§ Document extract
════════
4.1.1 The identification of an ignitable liquid residue in a fire scene does not necessarily lead to the conclusion that a fire was incendiary in nature. Further investigation can reveal a legitimate reason for the presence of ignitable liquid residues.
4.1.2 Because of the volatility of ignitable liquids and variations in sampling techniques, the absence of detectable quantities of ignitable liquid residues does not necessarily lead to the conclusion that ignitable liquids were not present at the fire scene.
4.2 Materials normally found in a building, upon exposure to the heat of a fire, will form pyrolysis and combustion products. Extracted ion profiling and identification of specific compounds or classes of compounds described herein can facilitate the identification of an ignitable liquid in the extract by reducing interference by components generated as products of pyrolysis.
1.1 This test method covers the identification of residues of ignitable liquids in extracts from fire debris samples. Extraction procedures are described in the referenced documents.
1.2 Although this test method is suitable for all samples, it is especially appropriate for extracts that contain high background levels of substrate materials or pyrolysis and combustion products. This test method is also suitable for the identification of single compounds, simple mixtures, or non-petroleum based ignitable liquids.
════════
§ Data section
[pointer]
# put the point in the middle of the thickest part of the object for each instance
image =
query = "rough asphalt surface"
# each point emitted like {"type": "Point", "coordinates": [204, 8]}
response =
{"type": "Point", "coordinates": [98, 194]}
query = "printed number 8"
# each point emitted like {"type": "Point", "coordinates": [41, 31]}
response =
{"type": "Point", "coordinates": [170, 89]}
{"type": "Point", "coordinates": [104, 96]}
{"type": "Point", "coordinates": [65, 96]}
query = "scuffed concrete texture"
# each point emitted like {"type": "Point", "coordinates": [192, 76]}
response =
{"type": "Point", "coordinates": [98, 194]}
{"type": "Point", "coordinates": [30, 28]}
════════
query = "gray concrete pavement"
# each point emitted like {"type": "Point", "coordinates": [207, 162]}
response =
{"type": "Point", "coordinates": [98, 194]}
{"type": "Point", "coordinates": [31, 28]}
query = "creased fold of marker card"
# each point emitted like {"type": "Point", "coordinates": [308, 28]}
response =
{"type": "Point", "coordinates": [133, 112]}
════════
§ Tasks to complete
1) From the fire debris test method, transcribe the passage between "4.1.2 Because of" and "products of pyrolysis.", inclusive.
2) According to the fire debris test method, why doesn't a failure to detect ignitable liquid residues prove that no ignitable liquids were present at the fire scene? Answer in one to three sentences.

§ Task-by-task results
1)
4.1.2 Because of the volatility of ignitable liquids and variations in sampling techniques, the absence of detectable quantities of ignitable liquid residues does not necessarily lead to the conclusion that ignitable liquids were not present at the fire scene.
4.2 Materials normally found in a building, upon exposure to the heat of a fire, will form pyrolysis and combustion products. Extracted ion profiling and identification of specific compounds or classes of compounds described herein can facilitate the identification of an ignitable liquid in the extract by reducing interference by components generated as products of pyrolysis.

2) Ignitable liquids are volatile, and sampling techniques vary. Because of this, ignitable liquids may have been present even when no detectable quantities of their residues are found.